• _QUOTED PASSAGE_
================

Scientific Observations Data Interoperability Challenge
Overview
Effectively sharing and integrating environmental data poses significant challenges due to the broad range of data types, structures, and semantic concepts used to represent and describe data sets, and the relatively few standardized methodologies for constraining how data are collected. A number of recent efforts have adopted approaches for enhancing the interpretation and interoperability of environmental data using models explicitly structured around scientific observations. These models generally include a number of core concepts for describing data such as measurements, units, measured traits, measured values, observed entities, and measurement context.
Goals
The goals of the Scientific Observations Data Interoperability Challenge are to gain an understanding of the capabilities of current observation models and supporting systems, and to identify the issues that must be addressed before interoperability among these approaches can be achieved. The specific aims of the challenge are to:
- Understand the similarities, differences, and scope of the existing models for describing scientific observations
- Understand the main modeling concepts and relationships used by the different approaches
- Understand the services offered by systems supporting each approach, e.g., for data discovery, integration, etc.
- Identify approaches for enabling interoperability among the different approaches and systems
- Bring together a community to further develop interoperability solutions for sharing and integrating environmental data
- Further define and evaluate a core observation model and set of services to enable improved interoperability among systems
To help achieve these goals, each team participating in the challenge is asked to represent within their scientific observations model a set of use cases from a range of scientific disciplines (i.e., oceanographic, atmospheric, ecological, hydrological, genomic, socioeconomic data). These use cases (described below) will provide a standardized basis for comparing the different models and approaches.

================

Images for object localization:

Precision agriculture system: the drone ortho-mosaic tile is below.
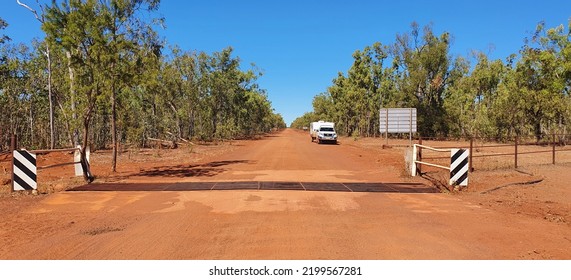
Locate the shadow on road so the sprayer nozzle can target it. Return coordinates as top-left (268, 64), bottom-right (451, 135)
top-left (70, 181), bottom-right (439, 193)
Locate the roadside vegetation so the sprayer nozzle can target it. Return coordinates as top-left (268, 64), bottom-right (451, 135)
top-left (291, 22), bottom-right (571, 140)
top-left (0, 0), bottom-right (286, 169)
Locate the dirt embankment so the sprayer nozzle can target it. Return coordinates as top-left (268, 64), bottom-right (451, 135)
top-left (0, 129), bottom-right (571, 259)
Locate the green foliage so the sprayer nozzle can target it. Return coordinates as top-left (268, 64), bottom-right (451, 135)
top-left (0, 0), bottom-right (286, 153)
top-left (298, 21), bottom-right (571, 140)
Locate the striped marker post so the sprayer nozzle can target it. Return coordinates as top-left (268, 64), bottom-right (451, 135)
top-left (12, 150), bottom-right (38, 191)
top-left (450, 149), bottom-right (470, 186)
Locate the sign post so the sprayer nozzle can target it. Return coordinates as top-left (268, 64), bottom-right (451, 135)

================

• _ACTIVITIES_
- 1) Reproduce word for word the stretch of the challenge description from "- Identify approaches" through "models and approaches.".
- 2) Do the following statements agree with the challenge description? Answer each with yes or no and quote the deciding words.
(a) Measured values and observed entities are among the core concepts the observation models generally include.
(b) Many standardized methodologies exist for constraining how environmental data are collected.
(c) Each participating team is asked to represent use cases drawn from a single scientific discipline.
- 3) According to the challenge description, what will the use cases provide?

• _ANSWERS TO THE EXERCISE_
- 1)
- Identify approaches for enabling interoperability among the different approaches and systems
- Bring together a community to further develop interoperability solutions for sharing and integrating environmental data
- Further define and evaluate a core observation model and set of services to enable improved interoperability among systems
To help achieve these goals, each team participating in the challenge is asked to represent within their scientific observations model a set of use cases from a range of scientific disciplines (i.e., oceanographic, atmospheric, ecological, hydrological, genomic, socioeconomic data). These use cases (described below) will provide a standardized basis for comparing the different models and approaches.

- 2)
(a) Yes: "These models generally include a number of core concepts for describing data such as measurements, units, measured traits, measured values, observed entities, and measurement context."
(b) No: "the relatively few standardized methodologies for constraining how data are collected"
(c) No: "a set of use cases from a range of scientific disciplines"

- 3) A standardized basis for comparing the different models and approaches.